Select every line in the rows below that contains the string "path" and copy each one. Case matters.

————————

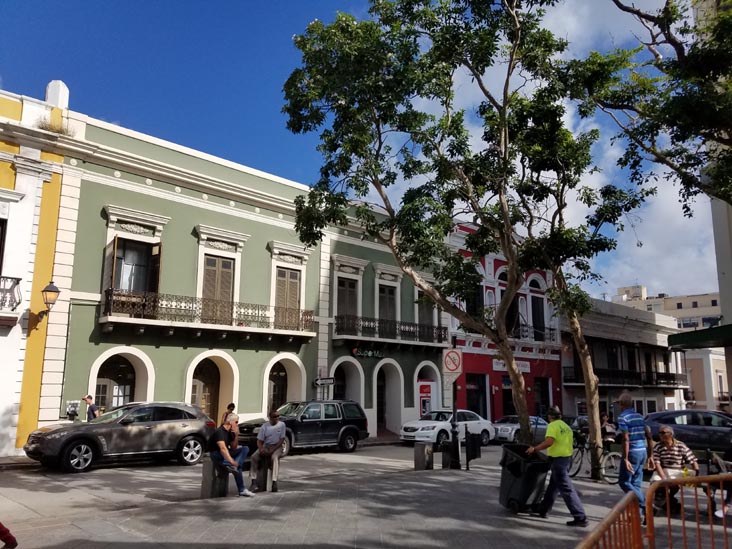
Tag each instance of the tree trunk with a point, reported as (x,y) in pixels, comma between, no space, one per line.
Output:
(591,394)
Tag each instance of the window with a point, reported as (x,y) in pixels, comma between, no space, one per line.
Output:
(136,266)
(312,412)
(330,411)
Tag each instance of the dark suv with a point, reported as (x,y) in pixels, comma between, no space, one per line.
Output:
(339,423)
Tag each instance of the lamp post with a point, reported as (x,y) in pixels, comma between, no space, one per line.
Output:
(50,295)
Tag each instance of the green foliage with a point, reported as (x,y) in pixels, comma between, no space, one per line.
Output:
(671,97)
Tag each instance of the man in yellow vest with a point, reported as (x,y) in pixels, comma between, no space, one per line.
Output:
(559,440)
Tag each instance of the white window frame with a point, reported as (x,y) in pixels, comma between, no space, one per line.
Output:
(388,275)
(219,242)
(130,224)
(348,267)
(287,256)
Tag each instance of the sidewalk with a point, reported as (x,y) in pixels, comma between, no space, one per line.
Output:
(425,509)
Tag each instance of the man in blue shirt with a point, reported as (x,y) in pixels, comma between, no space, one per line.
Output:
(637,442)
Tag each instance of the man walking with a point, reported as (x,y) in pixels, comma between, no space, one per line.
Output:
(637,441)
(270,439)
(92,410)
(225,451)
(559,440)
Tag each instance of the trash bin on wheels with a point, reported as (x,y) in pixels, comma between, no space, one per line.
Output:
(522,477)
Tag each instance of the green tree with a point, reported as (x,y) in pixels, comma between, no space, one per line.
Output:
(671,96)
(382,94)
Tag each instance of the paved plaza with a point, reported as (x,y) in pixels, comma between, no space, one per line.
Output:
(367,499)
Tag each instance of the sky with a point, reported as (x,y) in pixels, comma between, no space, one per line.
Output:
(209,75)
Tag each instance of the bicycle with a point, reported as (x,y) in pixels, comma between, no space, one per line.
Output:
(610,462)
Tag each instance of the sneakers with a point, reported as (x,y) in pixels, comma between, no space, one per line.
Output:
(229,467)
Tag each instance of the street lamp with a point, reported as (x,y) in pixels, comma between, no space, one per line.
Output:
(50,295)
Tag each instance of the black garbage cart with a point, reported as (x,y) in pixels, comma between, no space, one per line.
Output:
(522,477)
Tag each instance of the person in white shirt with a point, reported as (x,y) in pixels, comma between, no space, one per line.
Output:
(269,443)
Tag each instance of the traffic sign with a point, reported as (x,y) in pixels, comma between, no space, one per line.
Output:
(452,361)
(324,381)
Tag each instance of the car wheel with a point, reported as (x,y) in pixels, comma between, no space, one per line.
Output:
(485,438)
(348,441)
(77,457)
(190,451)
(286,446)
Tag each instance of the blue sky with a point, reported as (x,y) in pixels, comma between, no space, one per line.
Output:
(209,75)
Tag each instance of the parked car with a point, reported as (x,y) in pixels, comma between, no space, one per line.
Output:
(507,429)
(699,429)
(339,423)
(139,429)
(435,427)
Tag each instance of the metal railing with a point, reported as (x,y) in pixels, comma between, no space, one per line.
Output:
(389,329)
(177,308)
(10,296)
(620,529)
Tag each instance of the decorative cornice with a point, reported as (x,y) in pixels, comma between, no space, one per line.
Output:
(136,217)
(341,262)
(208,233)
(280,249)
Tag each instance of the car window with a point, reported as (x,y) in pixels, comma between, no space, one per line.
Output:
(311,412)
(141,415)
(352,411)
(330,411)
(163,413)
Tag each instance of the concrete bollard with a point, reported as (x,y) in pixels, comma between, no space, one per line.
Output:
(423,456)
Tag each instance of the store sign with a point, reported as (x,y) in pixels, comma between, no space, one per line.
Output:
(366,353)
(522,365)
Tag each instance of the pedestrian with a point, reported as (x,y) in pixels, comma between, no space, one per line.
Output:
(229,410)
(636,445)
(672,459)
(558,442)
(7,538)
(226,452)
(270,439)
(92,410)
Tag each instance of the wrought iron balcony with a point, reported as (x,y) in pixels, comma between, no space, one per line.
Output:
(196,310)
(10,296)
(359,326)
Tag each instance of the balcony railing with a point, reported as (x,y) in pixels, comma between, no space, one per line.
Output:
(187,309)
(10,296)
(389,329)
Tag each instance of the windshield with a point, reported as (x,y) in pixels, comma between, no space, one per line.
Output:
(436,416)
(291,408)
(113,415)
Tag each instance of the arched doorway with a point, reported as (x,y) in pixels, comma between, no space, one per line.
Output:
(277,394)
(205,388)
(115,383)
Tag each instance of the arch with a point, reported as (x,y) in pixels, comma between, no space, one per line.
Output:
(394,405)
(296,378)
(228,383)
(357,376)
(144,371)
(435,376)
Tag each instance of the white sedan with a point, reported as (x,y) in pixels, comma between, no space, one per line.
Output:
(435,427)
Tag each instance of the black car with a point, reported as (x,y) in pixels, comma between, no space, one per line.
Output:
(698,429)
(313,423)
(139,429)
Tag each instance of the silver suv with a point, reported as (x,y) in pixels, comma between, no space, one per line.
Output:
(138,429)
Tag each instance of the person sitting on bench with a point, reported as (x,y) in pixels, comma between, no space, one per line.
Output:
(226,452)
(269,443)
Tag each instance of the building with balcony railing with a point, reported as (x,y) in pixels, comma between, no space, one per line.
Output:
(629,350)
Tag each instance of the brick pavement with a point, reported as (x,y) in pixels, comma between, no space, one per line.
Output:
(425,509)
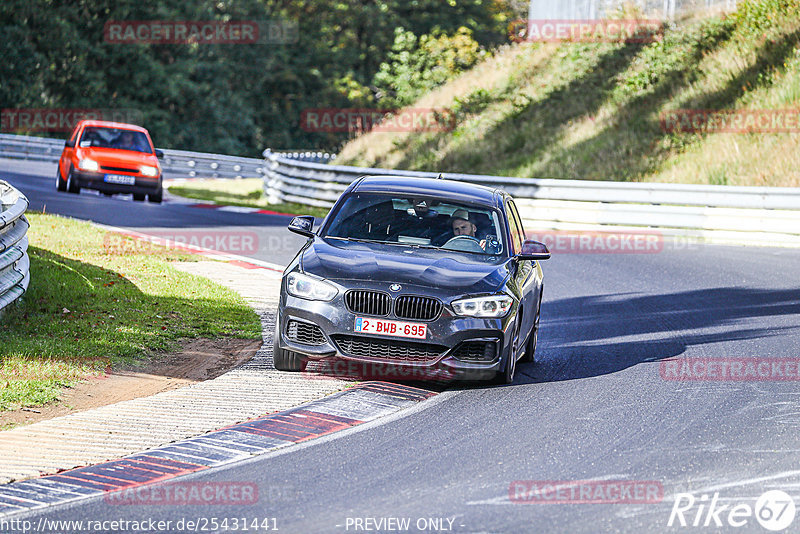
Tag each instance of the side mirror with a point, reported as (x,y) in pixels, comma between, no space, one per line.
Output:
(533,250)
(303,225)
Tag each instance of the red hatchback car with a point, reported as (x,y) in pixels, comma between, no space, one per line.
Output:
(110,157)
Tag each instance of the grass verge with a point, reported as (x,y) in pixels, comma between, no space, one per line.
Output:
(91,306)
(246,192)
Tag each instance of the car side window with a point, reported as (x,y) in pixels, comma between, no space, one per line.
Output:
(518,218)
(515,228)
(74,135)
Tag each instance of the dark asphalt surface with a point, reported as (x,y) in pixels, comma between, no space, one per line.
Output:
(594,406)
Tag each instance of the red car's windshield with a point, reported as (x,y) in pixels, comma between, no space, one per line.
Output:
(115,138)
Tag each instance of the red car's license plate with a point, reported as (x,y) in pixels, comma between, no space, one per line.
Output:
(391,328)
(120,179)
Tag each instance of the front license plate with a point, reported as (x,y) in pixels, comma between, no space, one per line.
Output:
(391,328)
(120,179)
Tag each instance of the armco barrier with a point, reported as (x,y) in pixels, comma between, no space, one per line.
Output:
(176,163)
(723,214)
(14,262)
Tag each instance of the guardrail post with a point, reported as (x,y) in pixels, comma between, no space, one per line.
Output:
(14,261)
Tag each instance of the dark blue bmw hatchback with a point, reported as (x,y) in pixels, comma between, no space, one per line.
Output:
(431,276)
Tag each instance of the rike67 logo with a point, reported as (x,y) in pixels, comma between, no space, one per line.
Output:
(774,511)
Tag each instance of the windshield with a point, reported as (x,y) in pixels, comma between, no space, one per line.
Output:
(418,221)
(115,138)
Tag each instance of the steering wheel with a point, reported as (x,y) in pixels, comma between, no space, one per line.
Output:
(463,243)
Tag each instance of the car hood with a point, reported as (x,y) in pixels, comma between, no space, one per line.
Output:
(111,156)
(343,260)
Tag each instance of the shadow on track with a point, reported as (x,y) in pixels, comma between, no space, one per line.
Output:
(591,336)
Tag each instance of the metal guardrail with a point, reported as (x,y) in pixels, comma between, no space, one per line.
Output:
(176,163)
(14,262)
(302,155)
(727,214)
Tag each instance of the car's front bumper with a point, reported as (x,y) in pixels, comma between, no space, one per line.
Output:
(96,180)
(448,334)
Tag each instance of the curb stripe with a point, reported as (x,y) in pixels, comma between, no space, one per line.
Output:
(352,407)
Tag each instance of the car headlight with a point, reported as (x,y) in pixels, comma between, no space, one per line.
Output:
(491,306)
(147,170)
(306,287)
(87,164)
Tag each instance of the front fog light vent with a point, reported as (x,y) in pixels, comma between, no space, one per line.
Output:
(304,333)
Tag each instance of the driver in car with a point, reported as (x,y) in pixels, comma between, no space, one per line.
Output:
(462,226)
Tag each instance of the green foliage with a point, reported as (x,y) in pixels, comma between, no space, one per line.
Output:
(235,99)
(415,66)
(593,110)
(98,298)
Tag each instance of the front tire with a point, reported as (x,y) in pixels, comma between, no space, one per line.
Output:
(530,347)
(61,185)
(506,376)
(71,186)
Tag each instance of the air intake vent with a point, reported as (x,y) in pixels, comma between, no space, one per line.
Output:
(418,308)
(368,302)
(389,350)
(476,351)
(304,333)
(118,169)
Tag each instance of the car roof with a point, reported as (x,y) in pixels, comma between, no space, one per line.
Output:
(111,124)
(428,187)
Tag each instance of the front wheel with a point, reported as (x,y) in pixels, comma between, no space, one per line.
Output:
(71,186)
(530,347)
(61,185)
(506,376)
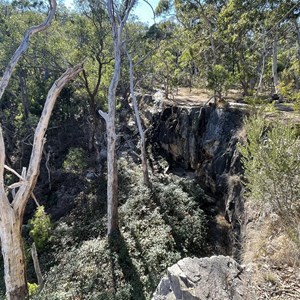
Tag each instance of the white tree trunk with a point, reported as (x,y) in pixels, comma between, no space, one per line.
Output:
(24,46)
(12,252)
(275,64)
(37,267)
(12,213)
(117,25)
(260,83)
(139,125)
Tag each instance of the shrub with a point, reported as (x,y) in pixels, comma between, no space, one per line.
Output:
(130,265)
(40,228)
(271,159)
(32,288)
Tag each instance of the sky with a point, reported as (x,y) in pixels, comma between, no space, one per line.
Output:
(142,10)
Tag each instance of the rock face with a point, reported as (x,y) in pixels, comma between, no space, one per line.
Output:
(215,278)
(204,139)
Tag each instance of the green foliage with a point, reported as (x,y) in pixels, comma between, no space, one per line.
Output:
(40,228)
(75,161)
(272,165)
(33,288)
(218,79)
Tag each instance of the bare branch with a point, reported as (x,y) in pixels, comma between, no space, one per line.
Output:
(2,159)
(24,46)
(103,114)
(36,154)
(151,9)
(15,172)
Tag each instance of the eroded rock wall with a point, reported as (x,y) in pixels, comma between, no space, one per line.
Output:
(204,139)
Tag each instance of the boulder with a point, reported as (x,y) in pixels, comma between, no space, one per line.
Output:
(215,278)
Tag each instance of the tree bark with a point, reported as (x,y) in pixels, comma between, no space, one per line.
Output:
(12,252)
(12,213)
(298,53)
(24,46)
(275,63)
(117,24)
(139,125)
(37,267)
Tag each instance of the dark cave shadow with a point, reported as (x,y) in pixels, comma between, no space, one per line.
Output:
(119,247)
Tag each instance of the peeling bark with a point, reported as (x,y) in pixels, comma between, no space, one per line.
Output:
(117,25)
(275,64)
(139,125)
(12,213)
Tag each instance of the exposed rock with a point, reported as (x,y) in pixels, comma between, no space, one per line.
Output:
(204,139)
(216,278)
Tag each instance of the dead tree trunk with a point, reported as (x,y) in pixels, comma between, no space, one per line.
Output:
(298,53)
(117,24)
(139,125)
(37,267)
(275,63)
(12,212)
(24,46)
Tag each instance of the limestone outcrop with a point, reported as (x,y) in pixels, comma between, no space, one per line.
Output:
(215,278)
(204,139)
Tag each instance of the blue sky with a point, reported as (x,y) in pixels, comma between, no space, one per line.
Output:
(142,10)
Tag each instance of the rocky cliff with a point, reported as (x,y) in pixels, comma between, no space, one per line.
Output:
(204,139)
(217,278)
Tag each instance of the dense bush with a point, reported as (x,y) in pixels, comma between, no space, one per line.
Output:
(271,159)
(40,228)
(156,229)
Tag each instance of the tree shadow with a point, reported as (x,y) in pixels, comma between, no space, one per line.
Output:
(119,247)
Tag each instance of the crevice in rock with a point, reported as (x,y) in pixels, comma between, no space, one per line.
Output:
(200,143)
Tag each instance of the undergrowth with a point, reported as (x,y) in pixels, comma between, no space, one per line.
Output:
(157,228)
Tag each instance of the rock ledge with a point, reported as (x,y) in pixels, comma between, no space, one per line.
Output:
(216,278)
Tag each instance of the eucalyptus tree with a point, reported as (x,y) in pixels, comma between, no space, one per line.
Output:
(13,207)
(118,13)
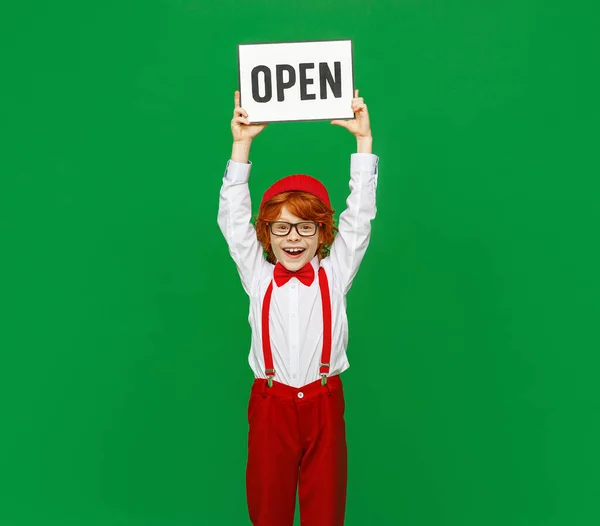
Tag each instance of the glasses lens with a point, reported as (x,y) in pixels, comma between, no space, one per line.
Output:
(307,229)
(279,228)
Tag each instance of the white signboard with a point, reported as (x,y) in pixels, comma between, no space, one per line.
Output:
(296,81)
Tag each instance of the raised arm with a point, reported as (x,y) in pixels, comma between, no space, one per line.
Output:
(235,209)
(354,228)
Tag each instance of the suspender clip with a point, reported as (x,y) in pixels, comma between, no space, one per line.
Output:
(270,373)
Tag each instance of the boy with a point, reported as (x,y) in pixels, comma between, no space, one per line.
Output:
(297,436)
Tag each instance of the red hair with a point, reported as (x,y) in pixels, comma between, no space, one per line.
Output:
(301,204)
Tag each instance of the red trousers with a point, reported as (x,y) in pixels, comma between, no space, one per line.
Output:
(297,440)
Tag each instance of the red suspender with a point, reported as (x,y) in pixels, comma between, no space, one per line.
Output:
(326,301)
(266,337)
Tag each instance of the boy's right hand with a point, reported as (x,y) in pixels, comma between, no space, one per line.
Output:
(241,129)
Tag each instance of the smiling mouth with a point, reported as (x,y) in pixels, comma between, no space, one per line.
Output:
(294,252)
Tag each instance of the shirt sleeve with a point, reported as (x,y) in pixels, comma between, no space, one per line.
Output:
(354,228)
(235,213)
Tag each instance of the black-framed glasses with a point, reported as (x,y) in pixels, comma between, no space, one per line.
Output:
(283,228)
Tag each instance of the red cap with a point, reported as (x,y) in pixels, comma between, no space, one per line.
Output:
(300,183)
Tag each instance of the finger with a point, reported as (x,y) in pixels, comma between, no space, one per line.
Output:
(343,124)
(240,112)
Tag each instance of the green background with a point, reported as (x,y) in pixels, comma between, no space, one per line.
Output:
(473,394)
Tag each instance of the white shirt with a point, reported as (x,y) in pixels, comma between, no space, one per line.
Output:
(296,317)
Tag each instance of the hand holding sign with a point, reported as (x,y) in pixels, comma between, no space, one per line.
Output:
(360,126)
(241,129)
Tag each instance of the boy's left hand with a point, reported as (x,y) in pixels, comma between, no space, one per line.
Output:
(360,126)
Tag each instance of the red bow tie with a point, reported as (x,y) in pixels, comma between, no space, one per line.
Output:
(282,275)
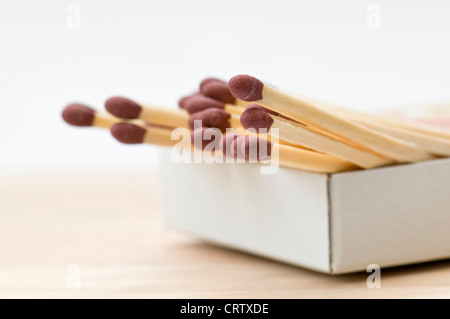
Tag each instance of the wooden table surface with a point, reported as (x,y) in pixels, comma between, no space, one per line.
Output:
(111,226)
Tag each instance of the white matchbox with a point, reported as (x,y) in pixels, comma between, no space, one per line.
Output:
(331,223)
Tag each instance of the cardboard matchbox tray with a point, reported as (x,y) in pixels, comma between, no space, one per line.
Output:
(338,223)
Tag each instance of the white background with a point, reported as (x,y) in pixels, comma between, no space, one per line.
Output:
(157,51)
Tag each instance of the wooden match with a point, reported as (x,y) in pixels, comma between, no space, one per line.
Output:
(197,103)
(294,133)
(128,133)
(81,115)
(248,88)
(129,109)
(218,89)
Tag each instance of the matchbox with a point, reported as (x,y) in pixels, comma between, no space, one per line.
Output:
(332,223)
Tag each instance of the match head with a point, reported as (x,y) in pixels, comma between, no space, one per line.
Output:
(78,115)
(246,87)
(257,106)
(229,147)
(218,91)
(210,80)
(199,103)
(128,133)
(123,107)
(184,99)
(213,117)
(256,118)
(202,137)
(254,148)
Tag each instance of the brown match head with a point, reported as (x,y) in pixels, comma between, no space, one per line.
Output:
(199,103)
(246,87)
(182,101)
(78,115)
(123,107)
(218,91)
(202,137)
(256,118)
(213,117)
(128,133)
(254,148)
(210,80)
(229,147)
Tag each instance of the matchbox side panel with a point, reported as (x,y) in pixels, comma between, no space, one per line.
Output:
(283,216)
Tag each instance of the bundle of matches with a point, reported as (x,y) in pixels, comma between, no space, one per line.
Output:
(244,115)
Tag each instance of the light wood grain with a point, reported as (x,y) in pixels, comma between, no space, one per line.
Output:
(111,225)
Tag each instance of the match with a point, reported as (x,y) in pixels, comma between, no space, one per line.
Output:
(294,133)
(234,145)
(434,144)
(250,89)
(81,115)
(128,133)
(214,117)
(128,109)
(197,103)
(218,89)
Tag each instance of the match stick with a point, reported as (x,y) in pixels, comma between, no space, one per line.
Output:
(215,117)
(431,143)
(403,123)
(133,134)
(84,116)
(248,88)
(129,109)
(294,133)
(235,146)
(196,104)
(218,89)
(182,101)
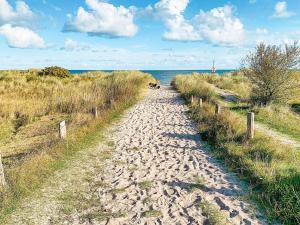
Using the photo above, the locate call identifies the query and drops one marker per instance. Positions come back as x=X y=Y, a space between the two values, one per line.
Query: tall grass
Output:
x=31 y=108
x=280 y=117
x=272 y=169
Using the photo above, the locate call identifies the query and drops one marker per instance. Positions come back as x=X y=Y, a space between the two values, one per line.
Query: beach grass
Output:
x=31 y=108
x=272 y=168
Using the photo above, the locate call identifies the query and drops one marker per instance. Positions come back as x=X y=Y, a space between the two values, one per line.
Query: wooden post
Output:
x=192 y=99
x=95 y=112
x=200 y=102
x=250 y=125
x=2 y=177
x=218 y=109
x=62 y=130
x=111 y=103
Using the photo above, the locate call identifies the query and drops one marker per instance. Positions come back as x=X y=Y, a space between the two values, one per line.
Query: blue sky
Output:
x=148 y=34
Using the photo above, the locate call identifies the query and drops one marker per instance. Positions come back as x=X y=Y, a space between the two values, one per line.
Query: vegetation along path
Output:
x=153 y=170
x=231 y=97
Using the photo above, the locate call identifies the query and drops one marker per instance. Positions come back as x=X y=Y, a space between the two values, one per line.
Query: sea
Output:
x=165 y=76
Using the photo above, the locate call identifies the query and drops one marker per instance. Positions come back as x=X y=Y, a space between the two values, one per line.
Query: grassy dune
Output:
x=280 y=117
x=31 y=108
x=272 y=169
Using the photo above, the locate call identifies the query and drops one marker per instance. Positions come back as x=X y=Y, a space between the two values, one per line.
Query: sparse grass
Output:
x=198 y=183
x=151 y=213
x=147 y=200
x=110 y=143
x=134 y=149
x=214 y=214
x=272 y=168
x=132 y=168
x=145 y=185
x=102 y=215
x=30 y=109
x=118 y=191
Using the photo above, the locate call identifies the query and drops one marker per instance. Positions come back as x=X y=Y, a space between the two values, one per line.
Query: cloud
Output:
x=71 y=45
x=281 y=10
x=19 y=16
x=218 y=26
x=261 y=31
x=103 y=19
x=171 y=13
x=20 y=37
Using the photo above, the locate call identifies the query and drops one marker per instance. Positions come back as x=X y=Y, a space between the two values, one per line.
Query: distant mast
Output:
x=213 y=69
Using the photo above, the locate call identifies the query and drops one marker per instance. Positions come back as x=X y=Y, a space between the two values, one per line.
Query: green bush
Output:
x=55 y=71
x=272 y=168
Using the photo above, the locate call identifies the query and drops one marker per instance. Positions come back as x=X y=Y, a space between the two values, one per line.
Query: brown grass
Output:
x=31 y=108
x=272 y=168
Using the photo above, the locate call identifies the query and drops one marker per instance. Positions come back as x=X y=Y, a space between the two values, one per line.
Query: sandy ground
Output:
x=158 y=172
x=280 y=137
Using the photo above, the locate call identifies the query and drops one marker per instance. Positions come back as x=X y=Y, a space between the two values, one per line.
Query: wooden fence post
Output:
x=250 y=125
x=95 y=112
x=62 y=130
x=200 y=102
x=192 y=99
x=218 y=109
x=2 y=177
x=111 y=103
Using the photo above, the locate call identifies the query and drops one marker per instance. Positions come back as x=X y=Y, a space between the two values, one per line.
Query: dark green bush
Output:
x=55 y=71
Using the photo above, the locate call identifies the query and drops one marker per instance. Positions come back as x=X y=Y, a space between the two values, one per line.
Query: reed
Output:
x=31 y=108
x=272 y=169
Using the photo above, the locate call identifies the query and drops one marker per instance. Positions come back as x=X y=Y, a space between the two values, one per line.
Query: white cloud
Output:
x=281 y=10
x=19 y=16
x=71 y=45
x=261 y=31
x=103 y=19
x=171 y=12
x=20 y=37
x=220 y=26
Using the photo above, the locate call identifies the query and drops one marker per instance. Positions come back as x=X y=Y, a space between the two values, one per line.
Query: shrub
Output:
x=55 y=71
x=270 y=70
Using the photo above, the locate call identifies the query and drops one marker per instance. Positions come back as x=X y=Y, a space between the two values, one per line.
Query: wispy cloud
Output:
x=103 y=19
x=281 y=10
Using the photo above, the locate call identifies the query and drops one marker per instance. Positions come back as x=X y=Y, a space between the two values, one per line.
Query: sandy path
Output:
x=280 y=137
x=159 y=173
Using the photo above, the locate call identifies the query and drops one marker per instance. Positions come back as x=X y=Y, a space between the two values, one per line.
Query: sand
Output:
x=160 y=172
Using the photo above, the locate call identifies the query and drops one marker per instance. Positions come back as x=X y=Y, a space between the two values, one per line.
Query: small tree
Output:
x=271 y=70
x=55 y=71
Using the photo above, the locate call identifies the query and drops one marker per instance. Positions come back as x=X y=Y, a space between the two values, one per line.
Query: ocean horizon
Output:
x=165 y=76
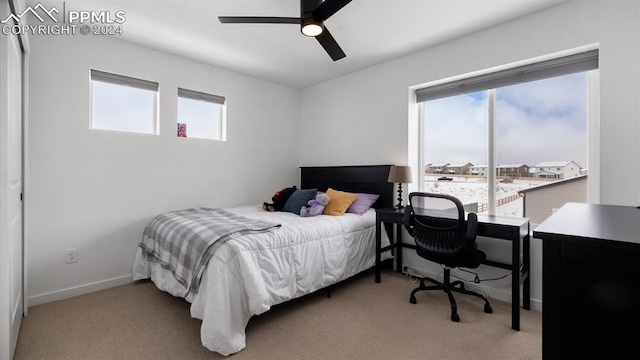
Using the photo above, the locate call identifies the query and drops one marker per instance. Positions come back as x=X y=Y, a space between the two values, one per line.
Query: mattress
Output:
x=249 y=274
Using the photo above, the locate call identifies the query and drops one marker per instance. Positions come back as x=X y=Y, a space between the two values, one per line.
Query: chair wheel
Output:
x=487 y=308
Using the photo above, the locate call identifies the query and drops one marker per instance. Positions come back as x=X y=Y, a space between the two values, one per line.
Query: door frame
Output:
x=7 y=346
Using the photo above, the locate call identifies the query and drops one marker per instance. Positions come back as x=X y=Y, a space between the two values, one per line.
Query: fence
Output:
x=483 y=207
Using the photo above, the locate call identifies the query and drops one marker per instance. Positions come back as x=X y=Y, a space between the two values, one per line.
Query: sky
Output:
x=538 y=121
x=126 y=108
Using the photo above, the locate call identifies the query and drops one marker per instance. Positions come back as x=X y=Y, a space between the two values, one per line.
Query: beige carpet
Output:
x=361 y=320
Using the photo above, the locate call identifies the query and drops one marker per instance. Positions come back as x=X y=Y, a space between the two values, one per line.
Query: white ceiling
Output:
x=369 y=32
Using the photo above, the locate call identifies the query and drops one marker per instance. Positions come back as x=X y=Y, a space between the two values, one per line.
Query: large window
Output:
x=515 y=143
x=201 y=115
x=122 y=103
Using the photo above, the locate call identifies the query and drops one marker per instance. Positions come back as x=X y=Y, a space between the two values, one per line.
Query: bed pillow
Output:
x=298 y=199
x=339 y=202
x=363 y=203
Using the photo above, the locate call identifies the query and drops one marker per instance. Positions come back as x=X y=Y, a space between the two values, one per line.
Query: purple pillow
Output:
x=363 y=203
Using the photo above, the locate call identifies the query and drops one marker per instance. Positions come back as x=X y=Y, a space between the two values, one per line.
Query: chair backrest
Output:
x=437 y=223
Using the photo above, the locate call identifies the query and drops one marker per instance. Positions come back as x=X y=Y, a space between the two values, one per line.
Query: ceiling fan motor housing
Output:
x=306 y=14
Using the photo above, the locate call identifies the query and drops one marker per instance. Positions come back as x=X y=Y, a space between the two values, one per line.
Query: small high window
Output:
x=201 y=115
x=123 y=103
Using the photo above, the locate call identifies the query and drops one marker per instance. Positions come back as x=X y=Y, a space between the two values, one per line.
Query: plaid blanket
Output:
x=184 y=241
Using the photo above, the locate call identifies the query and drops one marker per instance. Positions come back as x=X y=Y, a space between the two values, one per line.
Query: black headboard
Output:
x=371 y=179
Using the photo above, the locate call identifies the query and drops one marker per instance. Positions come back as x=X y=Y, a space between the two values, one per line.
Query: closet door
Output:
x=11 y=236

————————

**EXERCISE OUTPUT:**
Query: vegetation along path
Query: sandy path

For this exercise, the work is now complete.